[Object position labeling entries]
- - - - - - -
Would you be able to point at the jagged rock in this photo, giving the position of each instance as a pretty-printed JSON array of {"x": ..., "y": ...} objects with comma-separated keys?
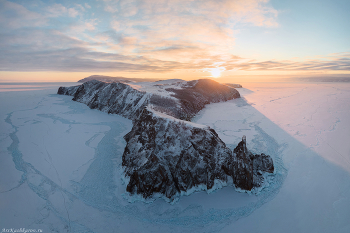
[
  {"x": 164, "y": 154},
  {"x": 169, "y": 156}
]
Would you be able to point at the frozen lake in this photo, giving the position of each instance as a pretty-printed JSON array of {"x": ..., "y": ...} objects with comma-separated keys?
[{"x": 60, "y": 168}]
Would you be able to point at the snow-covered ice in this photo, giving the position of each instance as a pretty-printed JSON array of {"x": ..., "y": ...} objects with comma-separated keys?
[{"x": 60, "y": 167}]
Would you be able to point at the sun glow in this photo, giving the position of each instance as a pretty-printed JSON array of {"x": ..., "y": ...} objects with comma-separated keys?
[{"x": 215, "y": 72}]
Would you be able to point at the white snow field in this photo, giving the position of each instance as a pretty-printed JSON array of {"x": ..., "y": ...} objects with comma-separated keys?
[{"x": 60, "y": 164}]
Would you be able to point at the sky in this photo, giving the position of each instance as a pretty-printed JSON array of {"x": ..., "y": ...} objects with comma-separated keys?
[{"x": 68, "y": 40}]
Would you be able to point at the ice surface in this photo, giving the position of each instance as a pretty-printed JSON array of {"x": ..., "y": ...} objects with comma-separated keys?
[{"x": 60, "y": 167}]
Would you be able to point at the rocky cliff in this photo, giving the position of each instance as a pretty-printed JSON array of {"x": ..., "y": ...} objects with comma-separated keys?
[{"x": 166, "y": 154}]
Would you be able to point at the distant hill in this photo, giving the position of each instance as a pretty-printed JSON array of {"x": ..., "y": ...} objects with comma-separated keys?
[{"x": 109, "y": 79}]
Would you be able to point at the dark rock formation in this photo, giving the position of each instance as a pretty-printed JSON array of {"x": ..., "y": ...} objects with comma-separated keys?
[
  {"x": 169, "y": 156},
  {"x": 119, "y": 98}
]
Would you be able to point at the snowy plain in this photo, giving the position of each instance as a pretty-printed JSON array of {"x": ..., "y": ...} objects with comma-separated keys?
[{"x": 60, "y": 168}]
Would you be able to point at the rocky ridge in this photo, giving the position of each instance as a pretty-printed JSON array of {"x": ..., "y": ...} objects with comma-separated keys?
[{"x": 166, "y": 154}]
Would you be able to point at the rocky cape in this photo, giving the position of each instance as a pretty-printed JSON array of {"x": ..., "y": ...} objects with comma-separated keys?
[{"x": 166, "y": 154}]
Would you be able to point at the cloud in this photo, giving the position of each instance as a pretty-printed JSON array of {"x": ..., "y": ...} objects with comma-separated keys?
[
  {"x": 138, "y": 36},
  {"x": 58, "y": 10},
  {"x": 13, "y": 16}
]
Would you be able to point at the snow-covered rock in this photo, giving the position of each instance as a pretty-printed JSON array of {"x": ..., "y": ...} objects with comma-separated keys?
[
  {"x": 169, "y": 156},
  {"x": 166, "y": 154}
]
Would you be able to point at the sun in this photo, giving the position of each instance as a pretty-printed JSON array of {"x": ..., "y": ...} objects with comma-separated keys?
[{"x": 215, "y": 72}]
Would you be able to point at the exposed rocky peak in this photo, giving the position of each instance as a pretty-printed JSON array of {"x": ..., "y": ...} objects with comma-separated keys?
[{"x": 165, "y": 154}]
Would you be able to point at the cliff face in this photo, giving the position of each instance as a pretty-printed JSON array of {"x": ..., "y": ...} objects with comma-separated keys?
[
  {"x": 117, "y": 98},
  {"x": 188, "y": 98},
  {"x": 169, "y": 156},
  {"x": 166, "y": 155}
]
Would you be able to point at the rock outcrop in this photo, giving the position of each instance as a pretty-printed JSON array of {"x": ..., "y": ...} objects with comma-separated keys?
[{"x": 166, "y": 154}]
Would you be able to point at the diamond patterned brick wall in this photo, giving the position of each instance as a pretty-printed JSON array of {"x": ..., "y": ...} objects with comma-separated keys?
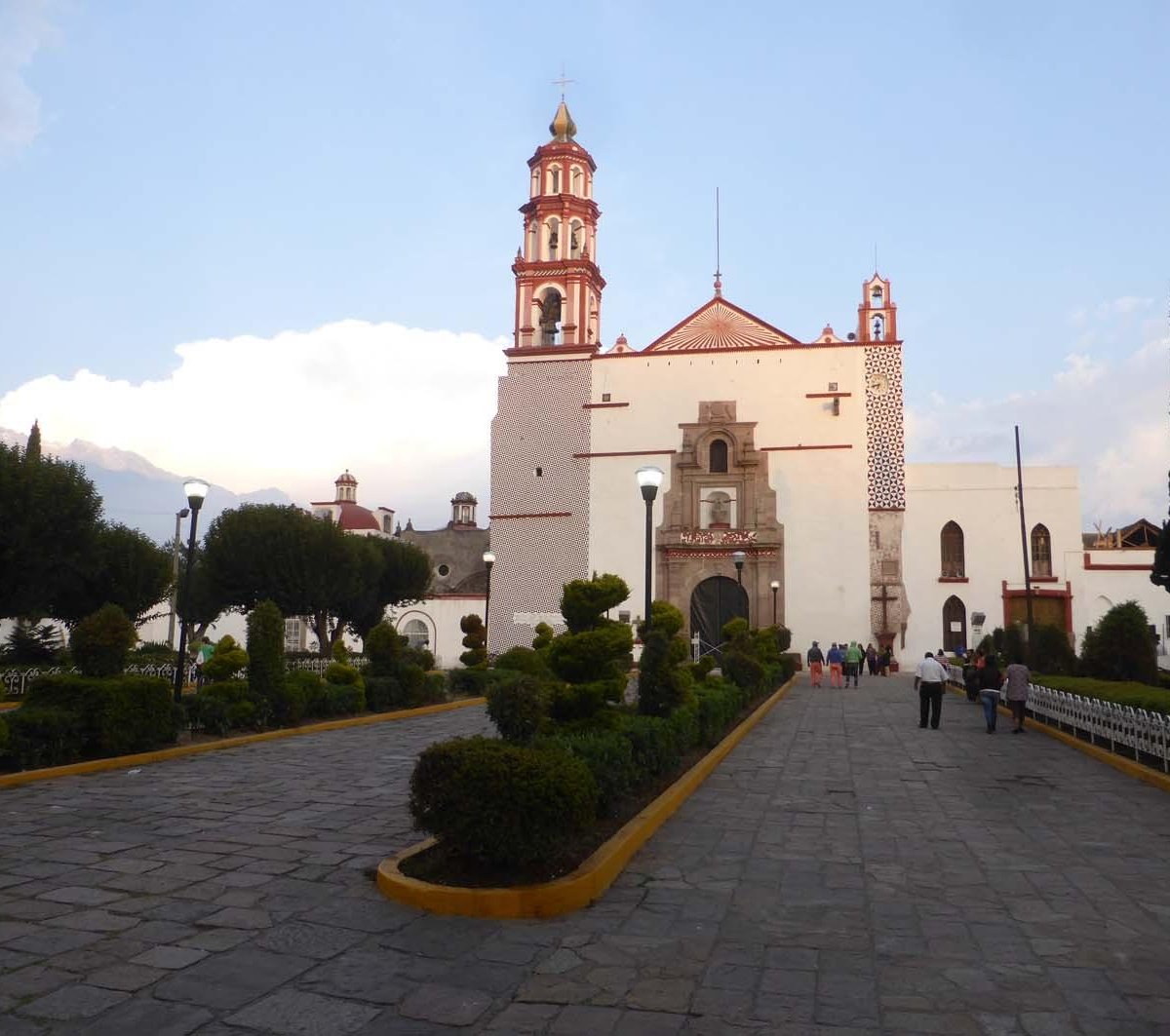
[
  {"x": 884, "y": 439},
  {"x": 539, "y": 521}
]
- - - - - - -
Problem requirements ▸ Quote every record above exactly, leaving out the pictures.

Right answer ▸
Would you be able to point at the jagged rock in this photo, giving the position of each instance as a pretty-printed JSON array of {"x": ..., "y": ...} objects with comma-separated keys?
[
  {"x": 164, "y": 154},
  {"x": 169, "y": 156}
]
Would you be able to point at the frozen lake in this photo, giving the position of each instance as a pretty-printed JSON array of {"x": ..., "y": ...} objects with comma-separated keys?
[{"x": 60, "y": 168}]
Would you be able to point at the snow-covered ice in this photo, giving the position of each instance as a pretty-printed JSON array of {"x": ..., "y": ...} objects with comma-separated keys?
[{"x": 60, "y": 167}]
Would you be able to point at the sun glow in this photo, giving the position of each instance as a pretty-printed JSON array of {"x": ..., "y": ...} objects with comma-separated keys?
[{"x": 215, "y": 72}]
Would you be able to point at the white snow field in this photo, giving the position of each instance as a pretty-printed JSON array of {"x": ..., "y": ...} objects with comma-separated keys?
[{"x": 60, "y": 164}]
Would you be able to point at the sky in this photo, giving the position of each instance as a pretty-printed JSON array of {"x": ..., "y": ...} objects with comma-separated keys?
[{"x": 68, "y": 40}]
Would you be able to point at the ice surface in this photo, giving the position of each instance as a pretty-printed JSON array of {"x": ..., "y": ...} objects with comma-separated keys?
[{"x": 60, "y": 167}]
Would you be able to point at the rocky cliff in this photo, giving the position of each instance as a pretty-printed JSON array of {"x": ..., "y": ...} objects with comma-separated keys?
[{"x": 166, "y": 154}]
Would you be able to point at the distant hill in this photo, giving the position of each instance as a pretty-printed JSON array of {"x": ..., "y": ...} objects with comma-separated keys?
[{"x": 109, "y": 79}]
Would you be able to point at the dark rock formation in this photo, giving the position of each instance as a pretty-printed JSON array of {"x": ..., "y": ...} objects with comma-separated keys?
[
  {"x": 169, "y": 156},
  {"x": 119, "y": 98}
]
Would you be able to point at the snowy plain in this photo, giving the position of each instance as a pretty-printed JSON array of {"x": ..., "y": ...} objects with comma-separated keys?
[{"x": 60, "y": 168}]
Would you be able to point at the rocky ridge in this photo, giving the position of each instance as a pretty-printed JSON array of {"x": ..., "y": ...} objects with comma-separated keys?
[{"x": 166, "y": 154}]
Would you be able to point at the rocky cape in this photo, giving the position of each instance as a pretty-printed JSON array of {"x": ..., "y": ...} objects with comma-separated keys?
[{"x": 166, "y": 154}]
Would you be able to point at the cloud in this photo, giving the position of each instance as a pretty-printed JSON array of {"x": ..., "y": ...} objects with comma-separated keys?
[
  {"x": 138, "y": 36},
  {"x": 58, "y": 10},
  {"x": 13, "y": 16}
]
Would you be able to point at the snow-covered rock in this photo, giving the position of each instance as a pretty-printed JSON array of {"x": ..., "y": ...} objects with comma-separated keys?
[
  {"x": 169, "y": 156},
  {"x": 166, "y": 154}
]
Would you be able to point at the sun in this photo, giving the position of each instance as a pretty-printed JSON array of {"x": ..., "y": ...} objects with comma-separated keys?
[{"x": 215, "y": 72}]
Would you be able to point at the exposed rocky peak in this photo, giving the position of each instance as a pretty-printed JSON array of {"x": ..., "y": ...} objects with comma-separated keys?
[{"x": 165, "y": 154}]
Would you be able to point at the cliff face in this photo, giving the position of each instance as a pretty-printed JSON array of {"x": ..., "y": ...} objects with comma-separated keys?
[
  {"x": 117, "y": 98},
  {"x": 188, "y": 98},
  {"x": 169, "y": 156},
  {"x": 166, "y": 155}
]
Would you be able to point at the rock outcrop in this photo, giving the position of each instance as a pretty-printed JSON array of {"x": ..., "y": ...} objects with comma-separated keys?
[{"x": 166, "y": 154}]
Would you be able to point at the diamond patterned brick wall in this photo, giving the position of each instance as a pretty-printed JSON array of {"x": ..., "y": ...} objects with comma-separated keys?
[
  {"x": 884, "y": 439},
  {"x": 539, "y": 521}
]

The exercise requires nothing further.